BK Scholz: Meine Damen und Herren, ich freue mich sehr, dass Emmanuel Macron und der polnische Staatspräsident Andrzej Duda meiner Einladung, heute nach Berlin zu kommen, gefolgt sind. Ein wenig historisch ist dieses Treffen schon. Denn zum ersten Mal seit elf Jahren trifft sich das Weimarer Dreieck wieder als Gipfel der Staats- und Regierungschefs. Herzlich willkommen!

Angesichts der aktuell außenpolitisch so angespannten Lage liegt mir sehr viel an einem engen Dialog mit unseren europäischen Partnern, gerade auch in diesem Format des Weimarer Dreiecks. Unser gemeinsames Ziel ist es, einen Krieg in Europa zu verhindern. Der Aufmarsch russischer Truppen an der Grenze zur Ukraine ist sehr besorgniserregend.

Unsere Einschätzung der Lage ist sehr identisch genauso wie unsere Haltung. Eine weitere Verletzung der territorialen Integrität und Souveränität der Ukraine ist inakzeptabel und würde weitreichende Konsequenzen für Russland nach sich ziehen, politisch, wirtschaftlich und sicherlich auch geostrategisch. Gestern habe ich in Washington ausführlich mit US-Präsident Biden darüber gesprochen, und wir waren uns darüber vollkommen einig.

Unser Bestreben heute im Rahmen des Weimarer Dreiecks: Wir wollen für eine Deeskalation der äußerst angespannten Lage sorgen. Wir brauchen Verhandlungen und eine Lösung.

Wir haben in diesem Halbjahr besondere Aufgaben. Frankreich hat den EU-Ratsvorsitz inne. Polen hat den Vorsitz der OSZE und Deutschland der G7 inne. Damit stehen wir drei auch in besonderer Verantwortung für europäische und globale Sicherheitsfragen. Wir alle drei sind in den letzten Tagen viel gereist und haben intensive Gespräche geführt. Präsident Macron war gestern im Kreml beim russischen Präsidenten und heute in Kiew. Auch ich werde nächste Woche nach Kiew reisen und danach nach Moskau. Unser Austausch zu diesem Zeitpunkt wird daher ganz besonders gewinnbringend sein. Denn uns alle eint ein Ziel: den Frieden in Europa zu erhalten, durch Diplomatie und durch klare Botschaften und die gemeinsame Bereitschaft, einig zu handeln.

Unser heutiges Treffen wird überdies eine gute Gelegenheit sein, um uns über unsere jeweiligen Pläne für die Vorsitze in der Europäischen Union, in der OSZE und der G7 auszutauschen. Die drei Präsidentschaftsprogramme bieten viele Ansatzpunkte für gemeinsames Handeln, auch um Themen wie Klimaschutz, Menschenrechte oder nachhaltige Wirtschaft voranzubringen.

Ich freue mich auf dieses Gespräch und unsere gemeinsamen Initiativen im Weimarer Dreieck. Es soll Europa von Ost nach West im besten Sinne verbinden.

= = =

• Aufgaben:
A. Gib die Erklärung zum Weimarer Dreieck zwischen „Unser Bestreben heute“ und „und eine Lösung.“, beide eingeschlossen, erneut wieder und tausche dabei „Verhandlungen“ gegen „Gespräche“ aus.
B. Führe die Erklärung zum Weimarer Dreieck bitte nach ihrem letzten Satz weiter.
Das Material hat mit der Erklärung zum Weimarer Dreieck nichts zu tun.

• Bereitgestelltes Material:
= = =

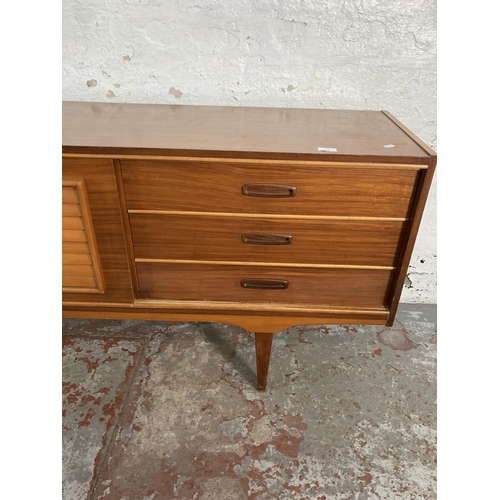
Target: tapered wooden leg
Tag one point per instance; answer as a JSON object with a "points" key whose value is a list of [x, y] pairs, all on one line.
{"points": [[263, 344]]}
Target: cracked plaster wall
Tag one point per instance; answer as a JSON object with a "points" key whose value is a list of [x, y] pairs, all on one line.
{"points": [[341, 54]]}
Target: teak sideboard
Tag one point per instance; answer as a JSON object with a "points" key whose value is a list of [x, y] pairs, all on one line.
{"points": [[264, 218]]}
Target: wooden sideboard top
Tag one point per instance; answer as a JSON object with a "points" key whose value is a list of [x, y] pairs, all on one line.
{"points": [[228, 131]]}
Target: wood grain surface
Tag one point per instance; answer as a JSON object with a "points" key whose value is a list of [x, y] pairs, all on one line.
{"points": [[336, 287], [318, 241], [114, 128], [210, 186], [104, 216]]}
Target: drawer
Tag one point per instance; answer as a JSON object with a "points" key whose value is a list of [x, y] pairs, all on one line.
{"points": [[176, 185], [249, 239], [336, 287]]}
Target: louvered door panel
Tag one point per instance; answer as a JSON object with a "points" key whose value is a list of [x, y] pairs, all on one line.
{"points": [[81, 268]]}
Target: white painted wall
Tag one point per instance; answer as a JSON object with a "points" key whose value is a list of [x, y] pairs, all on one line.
{"points": [[340, 54]]}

= = =

• Antworten:
A.
Unser Bestreben heute im Rahmen des Weimarer Dreiecks: Wir wollen für eine Deeskalation der äußerst angespannten Lage sorgen. Wir brauchen Gespräche und eine Lösung.

B.
P Duda: Sehr geehrter Herr Präsident von Frankreich, sehr geehrter Herr Bundeskanzler, meine Damen und Herren, zuerst einmal möchte ich mich sehr herzlich bei Herrn Bundeskanzler für die Einladung nach Berlin und die Einberufung dieses historischen Treffens bedanken. Seit Langem hat kein Treffen des Weimarer Dreiecks mehr stattgefunden. Dieses Treffen findet gerade zu einer Zeit statt, zu der es stattfinden sollte.

Es ist sehr wichtig, dass wir heute, in dieser Zeit, zusammenkommen und unsere Erfahrungen austauschen, die sich aus anderen Treffen ergeben, die wir in der letzten Zeit abgehalten haben. Es ist wichtig, dass wir nach der Lösung dieser sehr schwierigen Situation suchen. Bevor ich hier nach Berlin gekommen bin, habe ich auch in einer Pressekonferenz gesagt, dass diese Lage die schwierigste ist, seitdem wir uns im Jahr 1989 befunden haben. Diese Lage ist am schwierigsten für Mitteleuropa und überhaupt für Europa.

Es gibt jetzt einen beispiellosen Aufmarsch der russischen Truppen entlang der ukrainischen Grenze. Wir sehen auch einen sehr großen Aufmarsch der russischen Truppen in Belarus, wo gerade jetzt Übungen stattfinden, die bis zum 20. Februar durchgeführt werden sollen. Wir fragen uns alle: Was passiert später? Was wird das Ergebnis dieser Truppenverlegungen sein? - Solche Truppenverlegungen hat die Welt und hat Europa seit dem Zweiten Weltkrieg nicht gesehen. Es liegt also an uns, dass wir die Ruhe für unsere Gesellschaften und für unsere Völker gewährleisten. Es liegt auch an uns, das Völkerrecht zu gewährleisten, um die territoriale Integrität zu gewährleisten und zu schützen, auch für diese Länder, die keine Mitglieder der Europäischen Union und die keine Mitglieder der NATO sind. Nichtsdestotrotz sind sie auch unsere Verbündeten. Das ist ein Land, das seine Unabhängigkeit, seine Souveränität will. Ich glaube und denke an die Ukraine und spreche mit ihr. In den letzten Tagen und Wochen habe ich mich mehrmals mit Herrn Präsidenten Wolodymyr Selensky getroffen. Wir lesen auch die Nachrichten aus verschiedenen Quellen, die die Situation beschreiben, und die Situation ist äußerst schwierig.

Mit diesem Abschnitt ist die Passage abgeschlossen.